* start GIVEN RECORDS *

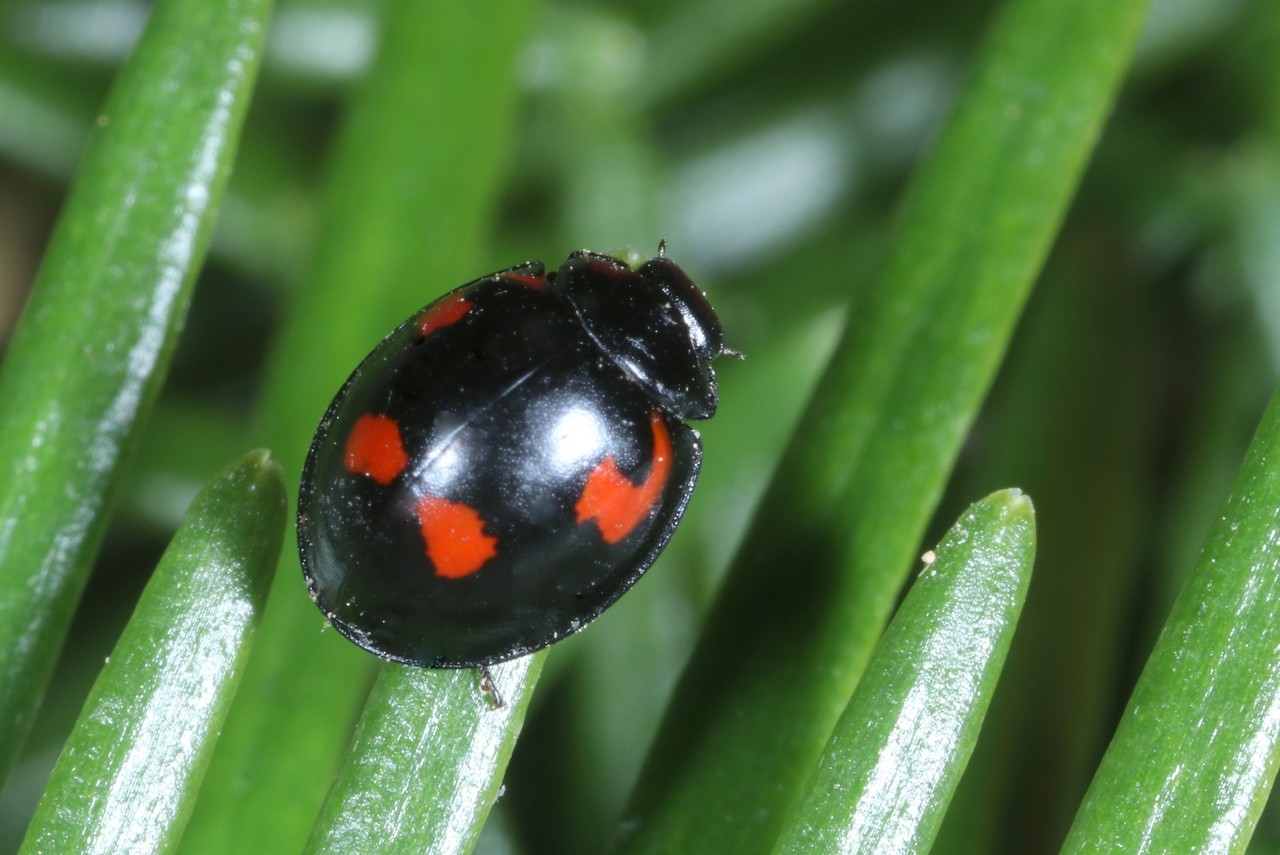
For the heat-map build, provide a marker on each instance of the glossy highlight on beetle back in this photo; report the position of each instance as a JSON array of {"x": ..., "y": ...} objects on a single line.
[{"x": 506, "y": 463}]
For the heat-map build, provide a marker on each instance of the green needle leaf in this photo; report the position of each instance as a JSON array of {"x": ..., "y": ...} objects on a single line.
[
  {"x": 412, "y": 184},
  {"x": 813, "y": 584},
  {"x": 1196, "y": 754},
  {"x": 88, "y": 356},
  {"x": 899, "y": 750},
  {"x": 127, "y": 778},
  {"x": 426, "y": 762}
]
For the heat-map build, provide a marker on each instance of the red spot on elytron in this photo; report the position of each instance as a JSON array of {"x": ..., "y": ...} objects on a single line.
[
  {"x": 374, "y": 448},
  {"x": 616, "y": 503},
  {"x": 442, "y": 314},
  {"x": 535, "y": 280},
  {"x": 455, "y": 536}
]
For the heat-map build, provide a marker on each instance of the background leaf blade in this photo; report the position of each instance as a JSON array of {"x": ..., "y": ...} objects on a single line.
[
  {"x": 882, "y": 433},
  {"x": 1196, "y": 754},
  {"x": 128, "y": 776},
  {"x": 896, "y": 754},
  {"x": 115, "y": 283}
]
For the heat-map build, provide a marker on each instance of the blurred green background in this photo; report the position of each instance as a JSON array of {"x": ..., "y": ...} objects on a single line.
[{"x": 767, "y": 141}]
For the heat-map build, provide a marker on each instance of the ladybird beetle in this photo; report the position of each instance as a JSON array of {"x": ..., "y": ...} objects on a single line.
[{"x": 510, "y": 460}]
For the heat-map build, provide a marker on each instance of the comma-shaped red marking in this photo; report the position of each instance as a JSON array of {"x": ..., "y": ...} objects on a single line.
[
  {"x": 374, "y": 448},
  {"x": 449, "y": 310},
  {"x": 455, "y": 536},
  {"x": 616, "y": 503}
]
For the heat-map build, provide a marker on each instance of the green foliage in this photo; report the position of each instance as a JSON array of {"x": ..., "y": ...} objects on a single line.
[{"x": 1009, "y": 246}]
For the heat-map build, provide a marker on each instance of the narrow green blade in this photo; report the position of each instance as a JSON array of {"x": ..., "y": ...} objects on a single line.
[
  {"x": 411, "y": 190},
  {"x": 899, "y": 750},
  {"x": 817, "y": 577},
  {"x": 426, "y": 760},
  {"x": 128, "y": 776},
  {"x": 1196, "y": 754},
  {"x": 92, "y": 347}
]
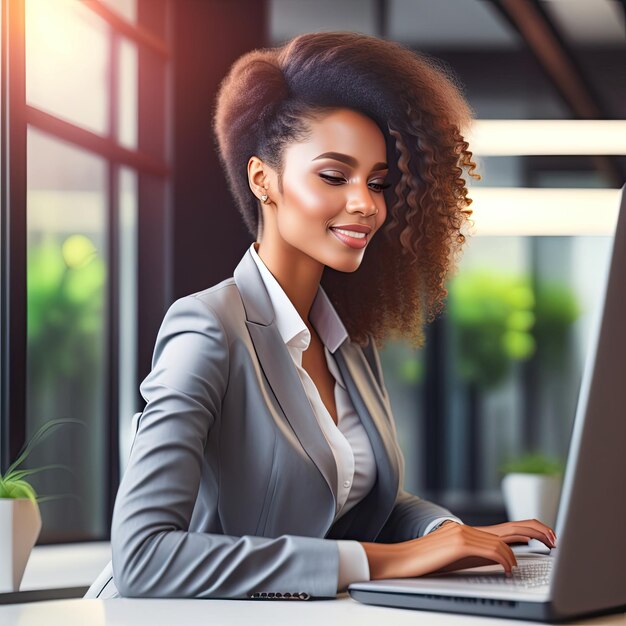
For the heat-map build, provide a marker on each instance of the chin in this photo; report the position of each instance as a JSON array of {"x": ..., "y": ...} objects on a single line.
[{"x": 345, "y": 265}]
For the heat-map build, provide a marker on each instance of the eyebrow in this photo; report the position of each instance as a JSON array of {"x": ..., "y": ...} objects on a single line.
[{"x": 348, "y": 160}]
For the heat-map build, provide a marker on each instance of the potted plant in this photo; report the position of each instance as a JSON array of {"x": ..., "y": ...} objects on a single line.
[
  {"x": 532, "y": 486},
  {"x": 20, "y": 519}
]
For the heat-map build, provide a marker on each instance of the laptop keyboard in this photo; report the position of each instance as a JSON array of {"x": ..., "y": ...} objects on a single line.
[{"x": 529, "y": 573}]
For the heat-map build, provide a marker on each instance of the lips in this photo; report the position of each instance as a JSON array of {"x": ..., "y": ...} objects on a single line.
[
  {"x": 352, "y": 241},
  {"x": 359, "y": 228}
]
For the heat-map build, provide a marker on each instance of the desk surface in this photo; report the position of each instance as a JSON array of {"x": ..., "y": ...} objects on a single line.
[{"x": 344, "y": 610}]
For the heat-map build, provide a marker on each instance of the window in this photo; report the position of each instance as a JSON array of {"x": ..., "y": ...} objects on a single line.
[{"x": 83, "y": 82}]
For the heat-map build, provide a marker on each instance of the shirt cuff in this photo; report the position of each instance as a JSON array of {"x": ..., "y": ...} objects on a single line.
[
  {"x": 434, "y": 523},
  {"x": 353, "y": 564}
]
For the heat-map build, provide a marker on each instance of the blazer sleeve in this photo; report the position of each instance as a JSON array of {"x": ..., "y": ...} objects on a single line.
[
  {"x": 411, "y": 515},
  {"x": 153, "y": 552}
]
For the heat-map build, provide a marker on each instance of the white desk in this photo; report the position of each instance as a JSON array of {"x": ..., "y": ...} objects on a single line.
[{"x": 343, "y": 611}]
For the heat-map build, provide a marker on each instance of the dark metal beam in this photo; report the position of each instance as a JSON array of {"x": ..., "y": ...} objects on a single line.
[{"x": 557, "y": 60}]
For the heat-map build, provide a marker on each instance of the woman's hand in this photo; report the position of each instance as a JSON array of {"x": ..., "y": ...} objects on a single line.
[
  {"x": 511, "y": 532},
  {"x": 451, "y": 546}
]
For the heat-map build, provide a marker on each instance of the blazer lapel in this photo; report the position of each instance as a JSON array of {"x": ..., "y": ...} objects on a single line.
[
  {"x": 369, "y": 515},
  {"x": 281, "y": 373},
  {"x": 366, "y": 518}
]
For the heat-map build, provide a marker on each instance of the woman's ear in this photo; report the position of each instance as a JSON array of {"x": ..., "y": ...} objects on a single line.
[{"x": 258, "y": 179}]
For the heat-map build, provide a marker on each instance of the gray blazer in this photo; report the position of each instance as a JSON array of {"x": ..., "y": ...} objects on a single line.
[{"x": 230, "y": 487}]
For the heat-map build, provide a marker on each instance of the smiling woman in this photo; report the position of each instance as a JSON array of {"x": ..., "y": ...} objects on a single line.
[
  {"x": 269, "y": 101},
  {"x": 266, "y": 462}
]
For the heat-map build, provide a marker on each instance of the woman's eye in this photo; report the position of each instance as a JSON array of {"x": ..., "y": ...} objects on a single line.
[
  {"x": 380, "y": 186},
  {"x": 333, "y": 180}
]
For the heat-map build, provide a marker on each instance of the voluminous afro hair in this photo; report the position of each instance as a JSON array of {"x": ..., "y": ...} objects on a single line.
[{"x": 266, "y": 101}]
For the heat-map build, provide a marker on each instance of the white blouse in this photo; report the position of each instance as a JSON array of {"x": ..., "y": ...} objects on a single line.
[{"x": 350, "y": 445}]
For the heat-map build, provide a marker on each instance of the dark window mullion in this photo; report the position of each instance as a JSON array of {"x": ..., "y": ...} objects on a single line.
[
  {"x": 97, "y": 144},
  {"x": 111, "y": 409},
  {"x": 13, "y": 318}
]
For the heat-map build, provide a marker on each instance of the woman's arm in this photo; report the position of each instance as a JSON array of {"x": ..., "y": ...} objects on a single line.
[{"x": 154, "y": 554}]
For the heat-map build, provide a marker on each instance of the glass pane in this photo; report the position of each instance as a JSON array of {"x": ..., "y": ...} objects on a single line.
[
  {"x": 67, "y": 271},
  {"x": 519, "y": 318},
  {"x": 125, "y": 8},
  {"x": 67, "y": 62},
  {"x": 127, "y": 133},
  {"x": 127, "y": 310}
]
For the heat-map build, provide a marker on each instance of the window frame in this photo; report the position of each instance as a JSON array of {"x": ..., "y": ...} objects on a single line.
[{"x": 150, "y": 161}]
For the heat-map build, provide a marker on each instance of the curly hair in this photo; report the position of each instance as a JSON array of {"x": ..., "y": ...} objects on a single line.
[{"x": 266, "y": 102}]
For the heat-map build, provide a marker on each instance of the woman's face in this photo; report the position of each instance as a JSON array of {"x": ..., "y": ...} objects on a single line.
[{"x": 333, "y": 180}]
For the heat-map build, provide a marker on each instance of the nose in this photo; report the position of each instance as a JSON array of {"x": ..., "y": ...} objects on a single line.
[{"x": 361, "y": 201}]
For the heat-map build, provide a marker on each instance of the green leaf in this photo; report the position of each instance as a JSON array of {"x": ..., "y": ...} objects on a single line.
[
  {"x": 19, "y": 489},
  {"x": 41, "y": 435},
  {"x": 19, "y": 474}
]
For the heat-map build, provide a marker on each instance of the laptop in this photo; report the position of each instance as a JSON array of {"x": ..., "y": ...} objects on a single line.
[{"x": 586, "y": 573}]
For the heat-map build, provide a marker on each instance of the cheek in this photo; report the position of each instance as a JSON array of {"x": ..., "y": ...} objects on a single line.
[{"x": 310, "y": 205}]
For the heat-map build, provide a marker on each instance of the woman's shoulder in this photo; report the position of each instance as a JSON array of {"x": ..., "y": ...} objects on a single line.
[{"x": 221, "y": 300}]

* end GIVEN RECORDS *

**EXERCISE DESCRIPTION**
Copy exactly the lines from the one containing "the laptop in" through the last line of the records, both included, and nothing else.

**THE REPLY**
For the heat-map build, provide a marker on each instance of the laptop in this photo; report the position of each instance as a JSON array of {"x": ..., "y": ...} objects on a single line.
[{"x": 586, "y": 573}]
For the heat-map build, provide a marker on each instance of the cheek in this photo; report the position of each instance as a JSON array of {"x": ..., "y": ...} objects on a single line.
[{"x": 310, "y": 205}]
For the heat-map build, provide a marker on each instance of the woman's shoulder in this photo; report the position of each instance as a JSON array of {"x": ..., "y": ...} objects on a single line.
[{"x": 221, "y": 300}]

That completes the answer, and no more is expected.